Write out each of the rows below again, word for word, but leave out the pictures.

+ + + +

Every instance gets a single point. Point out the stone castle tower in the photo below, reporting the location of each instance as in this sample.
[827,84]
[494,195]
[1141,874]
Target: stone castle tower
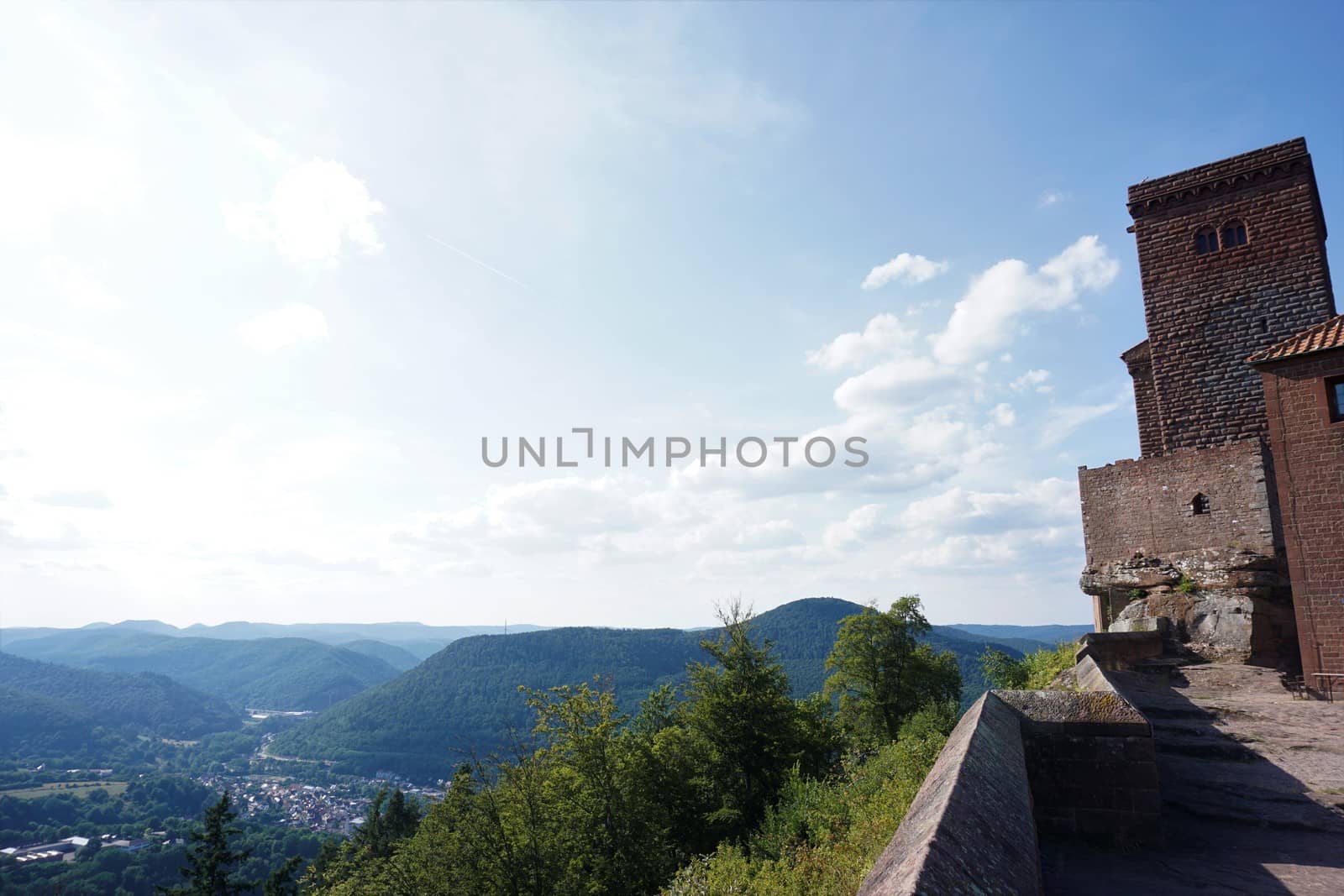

+ + + +

**Task solution**
Every instance gets a single point. Point out the stone castle tower in the photo below, reporting the location of each instance as in this sample.
[827,84]
[494,195]
[1141,874]
Target: stone castle tower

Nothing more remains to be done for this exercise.